* Exercise prompt:
Images aside, return all the entries exactly.

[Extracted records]
*-*-*
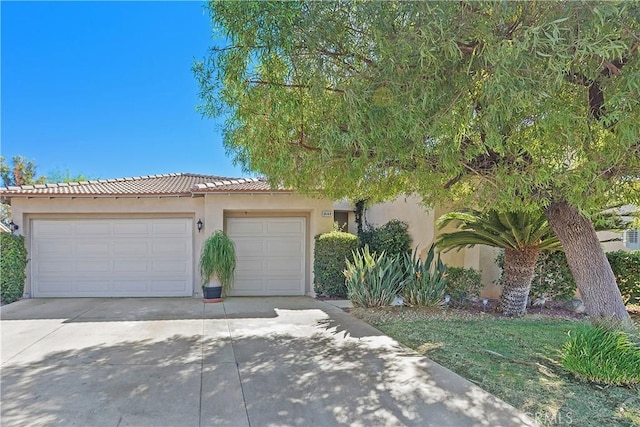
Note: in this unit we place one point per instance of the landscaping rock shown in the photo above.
(575, 305)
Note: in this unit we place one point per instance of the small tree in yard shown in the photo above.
(523, 236)
(514, 106)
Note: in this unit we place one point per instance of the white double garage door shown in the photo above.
(155, 257)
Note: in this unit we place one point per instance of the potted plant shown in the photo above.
(217, 265)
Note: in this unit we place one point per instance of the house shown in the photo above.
(141, 236)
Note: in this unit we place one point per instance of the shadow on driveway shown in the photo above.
(308, 366)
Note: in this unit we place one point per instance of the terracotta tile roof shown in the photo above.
(149, 185)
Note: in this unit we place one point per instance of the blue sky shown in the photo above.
(106, 89)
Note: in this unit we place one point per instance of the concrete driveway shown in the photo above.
(247, 361)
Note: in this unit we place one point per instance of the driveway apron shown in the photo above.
(291, 361)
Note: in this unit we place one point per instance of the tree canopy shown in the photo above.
(507, 104)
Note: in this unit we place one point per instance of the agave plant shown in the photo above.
(425, 279)
(522, 235)
(373, 280)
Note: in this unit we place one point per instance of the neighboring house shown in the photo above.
*-*-*
* Answer to this problem:
Note: in this unit we place one point per instance of the landscaping rock shown in the photo above.
(575, 305)
Note: in this unit we place one point per instance of the small tree in yard shown in the photo above.
(523, 236)
(514, 106)
Note: in this unit we place one point per instance of the white double garage door shown in the photo above.
(155, 257)
Note: in this unit we place one point per instance of the potted plant shown in the photo above.
(217, 265)
Note: in this unit we place one point per instance of the house shown in the photo above.
(141, 236)
Note: in this unit we place one point per instance of the shadow on driveway shown in the photo above.
(308, 366)
Note: in this unit we place one point per instance of the terracotta tile roof shown in the photo above.
(149, 185)
Note: in this unit we place one point per instance of the blue sky shown in the photo above.
(106, 89)
Note: in this unit we place one point per instance of the concrete driveway shown in the photo above.
(247, 361)
Note: in this unit we place one point per instance of the driveway apron shown in the photo above.
(291, 361)
Note: in this unit we place one point per instance of the tree canopy shown in the photo above.
(507, 104)
Note: in this unit we place one point per instance of the agave plant shown in the photo above.
(425, 279)
(522, 235)
(373, 280)
Note: in this unit we place one point per instance of the neighboring house shown in the photo above.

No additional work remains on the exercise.